Aim of the task >>
The lines to repeat are those below from the one containing "pixel 106 148" down to the one containing "pixel 64 119", both included; reproduce them exactly and nothing else.

┌────────

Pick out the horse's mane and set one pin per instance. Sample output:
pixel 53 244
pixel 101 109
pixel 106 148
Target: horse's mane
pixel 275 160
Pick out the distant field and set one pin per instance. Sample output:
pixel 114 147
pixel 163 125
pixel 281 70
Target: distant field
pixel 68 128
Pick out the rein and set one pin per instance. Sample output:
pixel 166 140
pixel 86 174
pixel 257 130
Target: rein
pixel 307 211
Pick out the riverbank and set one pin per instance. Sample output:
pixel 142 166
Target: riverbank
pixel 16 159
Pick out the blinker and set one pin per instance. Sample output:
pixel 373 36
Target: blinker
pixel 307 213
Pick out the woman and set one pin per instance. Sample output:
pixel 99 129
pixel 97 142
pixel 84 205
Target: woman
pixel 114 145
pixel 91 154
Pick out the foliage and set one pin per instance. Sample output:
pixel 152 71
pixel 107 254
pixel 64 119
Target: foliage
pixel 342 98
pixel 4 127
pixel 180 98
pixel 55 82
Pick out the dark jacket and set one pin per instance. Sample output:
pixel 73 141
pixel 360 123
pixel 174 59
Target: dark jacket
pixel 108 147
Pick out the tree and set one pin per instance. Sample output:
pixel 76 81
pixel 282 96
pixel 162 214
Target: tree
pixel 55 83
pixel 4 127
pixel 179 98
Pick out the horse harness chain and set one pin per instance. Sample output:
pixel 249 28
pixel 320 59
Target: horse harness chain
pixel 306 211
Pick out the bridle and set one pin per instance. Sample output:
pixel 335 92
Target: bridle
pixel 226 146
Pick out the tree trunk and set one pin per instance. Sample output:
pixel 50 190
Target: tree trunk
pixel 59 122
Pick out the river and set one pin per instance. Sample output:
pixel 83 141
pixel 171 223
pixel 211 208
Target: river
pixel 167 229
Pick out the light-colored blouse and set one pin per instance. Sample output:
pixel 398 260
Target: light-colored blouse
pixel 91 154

└────────

Solution for this problem >>
pixel 106 148
Target: horse's mane
pixel 275 160
Pick out the distant field and set one pin per instance. Sample output:
pixel 114 147
pixel 163 125
pixel 281 70
Target: distant field
pixel 68 128
Pick out the rein and set one pin per instance. Sample output:
pixel 166 140
pixel 86 174
pixel 257 130
Target: rein
pixel 307 211
Pick out the riverbank and set one pin per instance. Sample output:
pixel 142 166
Target: riverbank
pixel 16 159
Pick out the blinker and set one pin per instance. Sample output:
pixel 373 36
Target: blinker
pixel 307 213
Pick out the woman and set one pin per instance. Sample output:
pixel 99 129
pixel 97 142
pixel 84 205
Target: woman
pixel 114 145
pixel 91 154
Pick out the foliage and set one pin per instance. Sample output:
pixel 152 71
pixel 107 254
pixel 64 119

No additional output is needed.